DATA FOR THE TASK >>

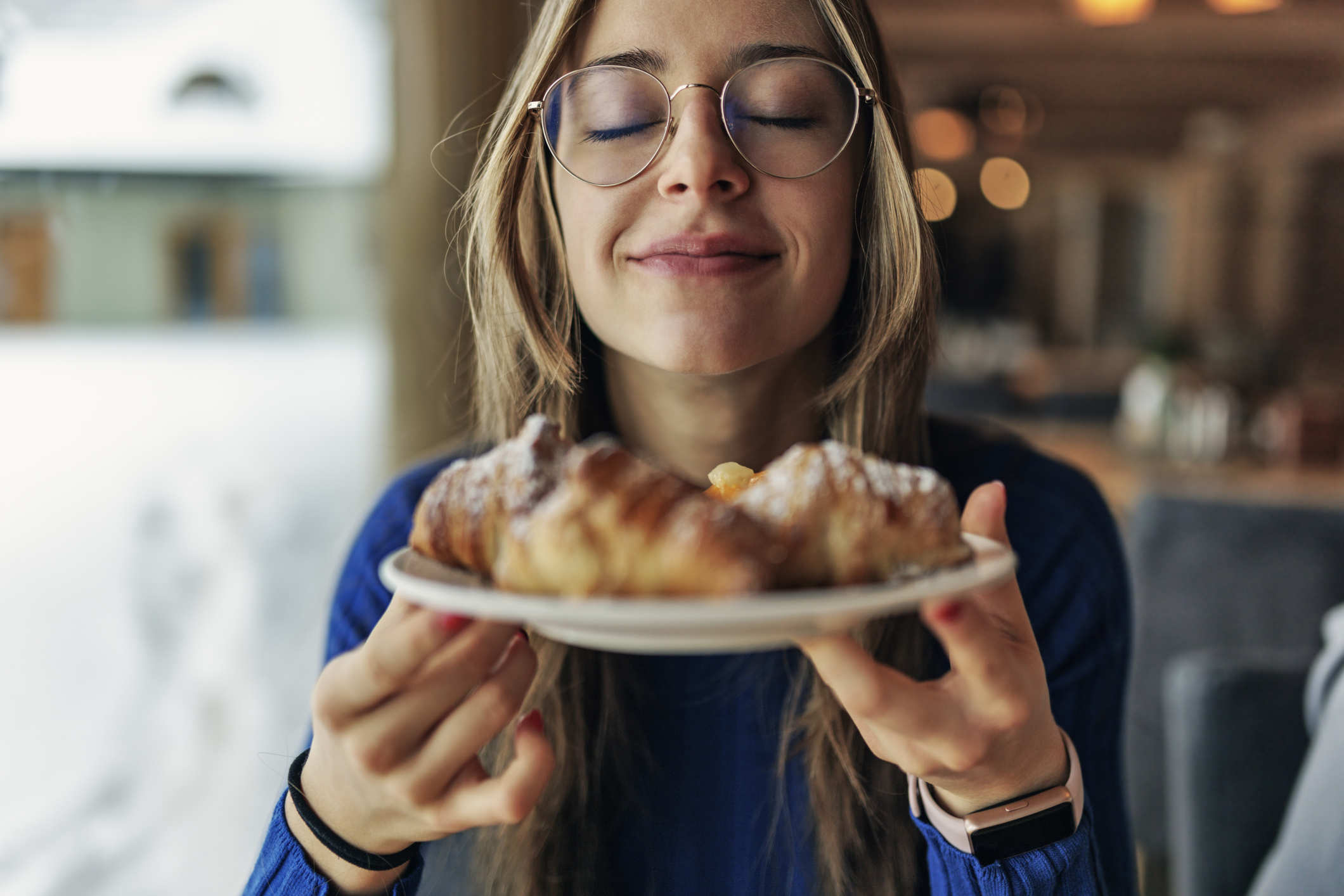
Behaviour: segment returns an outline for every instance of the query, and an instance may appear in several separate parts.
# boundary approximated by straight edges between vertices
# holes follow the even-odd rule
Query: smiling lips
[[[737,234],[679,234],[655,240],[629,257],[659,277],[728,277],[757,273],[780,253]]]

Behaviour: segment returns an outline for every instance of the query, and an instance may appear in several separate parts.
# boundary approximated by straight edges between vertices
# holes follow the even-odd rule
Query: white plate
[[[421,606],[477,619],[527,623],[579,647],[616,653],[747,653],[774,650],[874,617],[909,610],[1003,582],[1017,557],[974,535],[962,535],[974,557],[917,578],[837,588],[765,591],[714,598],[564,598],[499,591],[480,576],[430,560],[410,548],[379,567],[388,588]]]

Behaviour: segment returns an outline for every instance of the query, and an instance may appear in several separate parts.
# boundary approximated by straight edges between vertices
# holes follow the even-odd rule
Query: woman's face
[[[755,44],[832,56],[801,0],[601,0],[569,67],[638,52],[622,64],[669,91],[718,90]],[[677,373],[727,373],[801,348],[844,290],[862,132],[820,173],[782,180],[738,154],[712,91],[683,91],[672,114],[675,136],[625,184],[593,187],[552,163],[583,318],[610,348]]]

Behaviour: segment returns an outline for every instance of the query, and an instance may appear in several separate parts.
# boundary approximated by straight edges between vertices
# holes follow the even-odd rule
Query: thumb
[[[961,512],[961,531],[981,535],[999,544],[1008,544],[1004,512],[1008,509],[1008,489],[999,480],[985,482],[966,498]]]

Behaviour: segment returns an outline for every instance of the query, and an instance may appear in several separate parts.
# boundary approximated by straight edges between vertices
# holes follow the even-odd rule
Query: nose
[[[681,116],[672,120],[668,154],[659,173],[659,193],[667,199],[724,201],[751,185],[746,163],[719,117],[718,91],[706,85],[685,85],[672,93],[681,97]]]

WORK INSTRUCTIONS >> Reproduce the records word for word from their start up to and including the line with "Query: smiling lips", and omit the pictures.

IN RESPONSE >>
Behaviour: segment returns an outline for every instance of the query, and an instance may appear in several separate parts.
# boundary approximated by straight edges between vertices
# holes follow the even-odd rule
Query: smiling lips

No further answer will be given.